▶ _WHAT IS ASKED_: Format every line below as a JSON list of strings, one string per line, and skip any blank lines.

##### RECORD LIST

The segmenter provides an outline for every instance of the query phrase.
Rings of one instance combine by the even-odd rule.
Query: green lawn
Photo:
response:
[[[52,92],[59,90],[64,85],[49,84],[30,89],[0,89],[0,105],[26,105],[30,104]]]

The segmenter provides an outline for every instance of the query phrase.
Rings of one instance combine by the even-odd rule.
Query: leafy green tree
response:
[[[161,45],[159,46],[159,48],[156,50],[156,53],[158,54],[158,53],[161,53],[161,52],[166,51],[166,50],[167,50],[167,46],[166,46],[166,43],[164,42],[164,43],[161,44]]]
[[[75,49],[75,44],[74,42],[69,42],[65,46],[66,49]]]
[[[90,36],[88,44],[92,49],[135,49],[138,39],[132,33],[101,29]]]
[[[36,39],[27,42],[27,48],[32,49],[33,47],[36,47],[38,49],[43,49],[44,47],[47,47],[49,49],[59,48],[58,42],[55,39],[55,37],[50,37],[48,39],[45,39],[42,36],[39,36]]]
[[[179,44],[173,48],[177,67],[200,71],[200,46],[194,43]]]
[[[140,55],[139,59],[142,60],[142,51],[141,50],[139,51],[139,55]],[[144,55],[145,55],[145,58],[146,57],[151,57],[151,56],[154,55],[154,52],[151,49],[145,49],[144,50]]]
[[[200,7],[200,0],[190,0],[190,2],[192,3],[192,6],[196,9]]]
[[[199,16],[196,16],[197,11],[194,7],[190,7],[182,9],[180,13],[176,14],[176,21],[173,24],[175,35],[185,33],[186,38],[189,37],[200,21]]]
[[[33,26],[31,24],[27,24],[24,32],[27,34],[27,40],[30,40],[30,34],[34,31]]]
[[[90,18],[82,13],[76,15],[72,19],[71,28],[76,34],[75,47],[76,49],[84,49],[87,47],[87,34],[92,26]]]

##########

▶ _OUTPUT OF THE TASK_:
[
  "The segmenter provides an outline for every instance of the query phrase.",
  "Rings of one instance combine by the even-odd rule.",
  "Query: green lawn",
  "Photo:",
  "response:",
  "[[[52,92],[59,90],[64,85],[49,84],[30,89],[0,89],[0,105],[26,105],[30,104]]]",
  "The segmenter provides an outline for every instance of the query phrase.",
  "Rings of one instance combine by the even-odd rule.",
  "Query: leafy green tree",
  "response:",
  "[[[161,45],[159,46],[159,48],[156,50],[156,53],[158,54],[158,53],[161,53],[161,52],[166,51],[166,50],[167,50],[167,46],[166,46],[166,43],[164,42],[164,43],[161,44]]]",
  "[[[75,49],[75,44],[74,42],[69,42],[65,46],[66,49]]]",
  "[[[90,36],[88,44],[92,49],[135,49],[138,39],[132,33],[101,29]]]",
  "[[[36,39],[27,42],[27,48],[32,49],[33,47],[36,47],[38,49],[43,49],[44,47],[47,47],[49,49],[59,48],[58,42],[55,39],[55,37],[50,37],[48,39],[45,39],[42,36],[39,36]]]",
  "[[[179,44],[173,48],[177,67],[200,71],[200,46],[194,43]]]",
  "[[[140,55],[139,59],[142,60],[142,51],[141,50],[139,51],[139,55]],[[144,55],[145,55],[145,58],[146,57],[151,57],[151,56],[154,55],[154,52],[151,49],[145,49],[144,50]]]",
  "[[[200,7],[200,0],[190,0],[190,2],[192,3],[192,6],[196,9]]]",
  "[[[199,16],[196,16],[197,11],[194,7],[190,7],[182,9],[180,13],[176,14],[176,21],[173,24],[175,35],[185,33],[186,38],[189,37],[200,21]]]",
  "[[[33,26],[31,24],[27,24],[24,32],[27,34],[27,40],[30,40],[30,34],[34,31]]]",
  "[[[90,18],[82,13],[76,15],[72,19],[71,28],[76,34],[75,47],[76,49],[84,49],[87,47],[87,34],[92,26]]]"
]